What is required:
Go through the listing below and reproduce it word for word.

Records supplied:

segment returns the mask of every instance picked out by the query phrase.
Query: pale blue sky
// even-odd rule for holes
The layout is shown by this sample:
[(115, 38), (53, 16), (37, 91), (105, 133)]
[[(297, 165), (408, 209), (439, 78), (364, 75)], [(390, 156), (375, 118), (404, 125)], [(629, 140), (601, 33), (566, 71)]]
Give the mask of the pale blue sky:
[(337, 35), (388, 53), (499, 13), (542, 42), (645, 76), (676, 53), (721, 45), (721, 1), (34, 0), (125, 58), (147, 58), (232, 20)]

Response to this task:
segment returns the mask of every instance picked out by the query phrase.
Query: pale blue sky
// even-odd rule for holes
The layout is shown by this sample:
[(115, 38), (53, 16), (37, 91), (105, 133)]
[[(297, 165), (408, 209), (439, 78), (364, 75)], [(390, 156), (375, 118), (404, 125)], [(629, 140), (601, 33), (566, 71)]]
Give the mask of the pale blue sky:
[(337, 35), (388, 53), (499, 13), (542, 42), (645, 76), (676, 53), (721, 45), (721, 1), (34, 0), (125, 58), (147, 58), (232, 20)]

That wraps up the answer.